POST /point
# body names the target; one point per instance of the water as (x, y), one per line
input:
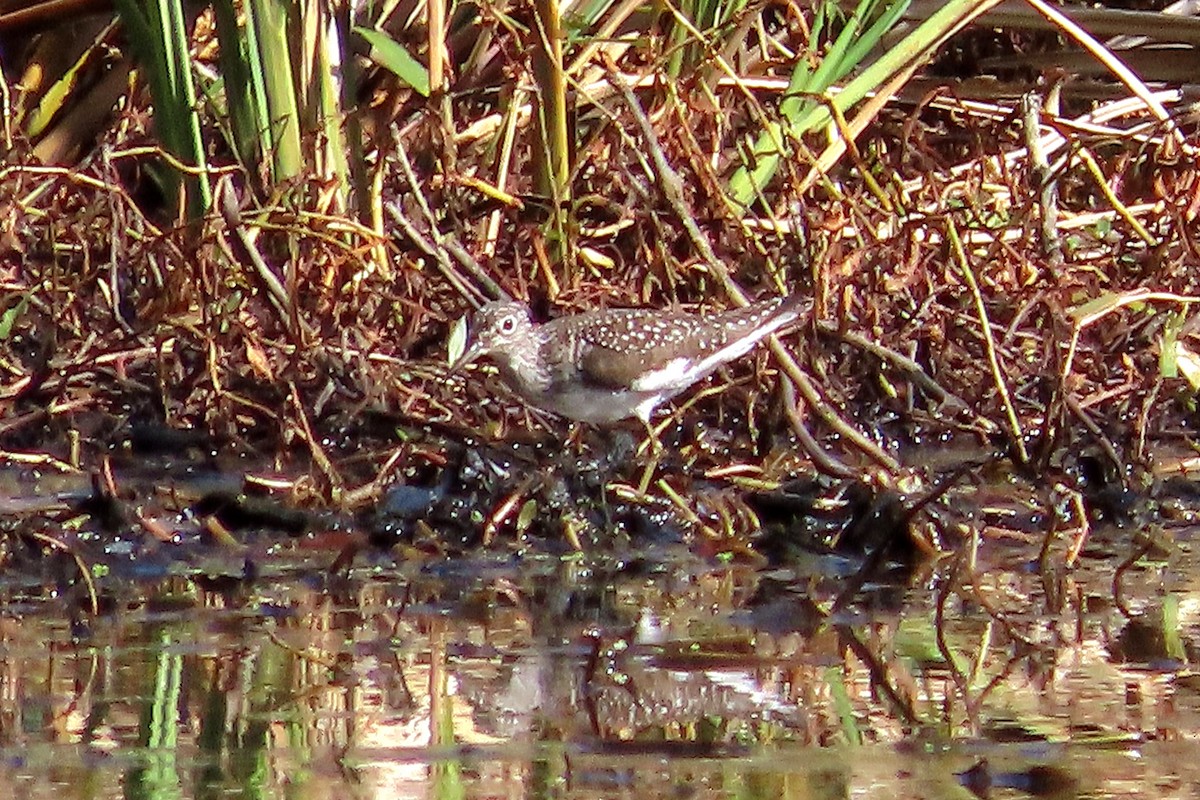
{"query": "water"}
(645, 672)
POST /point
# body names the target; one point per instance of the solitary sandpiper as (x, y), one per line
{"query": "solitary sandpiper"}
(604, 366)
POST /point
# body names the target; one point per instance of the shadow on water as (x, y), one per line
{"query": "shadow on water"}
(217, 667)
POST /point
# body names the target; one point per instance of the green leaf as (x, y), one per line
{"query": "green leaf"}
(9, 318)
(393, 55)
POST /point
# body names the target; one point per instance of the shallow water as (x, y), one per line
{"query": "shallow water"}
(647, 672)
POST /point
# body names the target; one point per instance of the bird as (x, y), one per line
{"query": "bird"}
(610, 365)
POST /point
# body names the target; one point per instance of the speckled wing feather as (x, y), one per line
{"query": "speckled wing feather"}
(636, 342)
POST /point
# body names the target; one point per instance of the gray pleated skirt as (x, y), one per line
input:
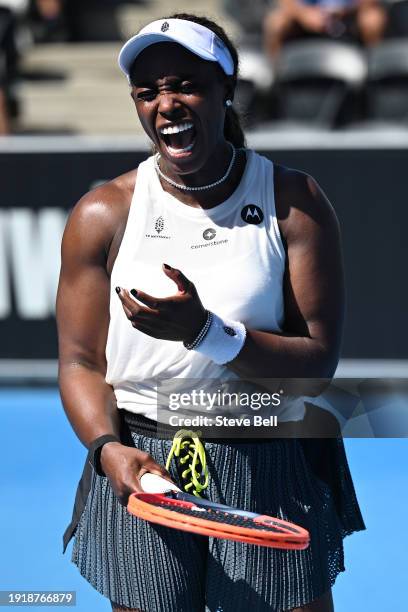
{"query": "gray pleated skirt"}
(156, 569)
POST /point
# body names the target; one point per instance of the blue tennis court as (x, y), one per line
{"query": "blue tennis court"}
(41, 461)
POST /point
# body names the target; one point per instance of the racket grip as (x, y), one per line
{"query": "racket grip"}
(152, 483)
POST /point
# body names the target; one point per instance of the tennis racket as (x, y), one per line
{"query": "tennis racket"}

------------------------------------------------

§ **Your objective**
Make an exact copy of all entries above, dropping the images.

§ **Solution for this exercise**
POST /point
# body names the target; one point per instance of the water as (x, y), one per line
input:
{"query": "water"}
(645, 672)
POST /point
# body names the target; one point per instance of the solitary sandpiper as (x, y), one per line
{"query": "solitary sandpiper"}
(604, 366)
POST /point
# body names the target; one point per instance of the shadow on water as (x, y), one per line
{"query": "shadow on water"}
(217, 667)
POST /point
# body names the target; one point per instance of the green leaf as (x, y), one per line
{"query": "green leaf"}
(9, 318)
(393, 55)
POST /point
# body names the target; one point per instance of the shallow water as (x, y), one per line
{"query": "shallow water"}
(647, 672)
POST /point
# body names the target; one point per instance of the bird as (x, y), one per line
{"query": "bird"}
(610, 365)
POST /point
# body names the target; one point per instance of the speckled wing feather as (x, y), one per line
{"query": "speckled wing feather"}
(636, 342)
POST /point
# body names the target; one point per instance of the gray pleated skirt as (x, y), one per line
input:
{"query": "gray pleated skirt"}
(156, 569)
POST /point
# body names the target; one point per instance of the blue tennis court as (x, y), one per line
{"query": "blue tennis court"}
(41, 461)
POST /point
# body names the target; one point per instance of the racket grip as (x, y), one per line
{"query": "racket grip"}
(152, 483)
POST /point
# body names the target; one point per instance of the tennis racket as (x, y), one per line
{"query": "tennis racket"}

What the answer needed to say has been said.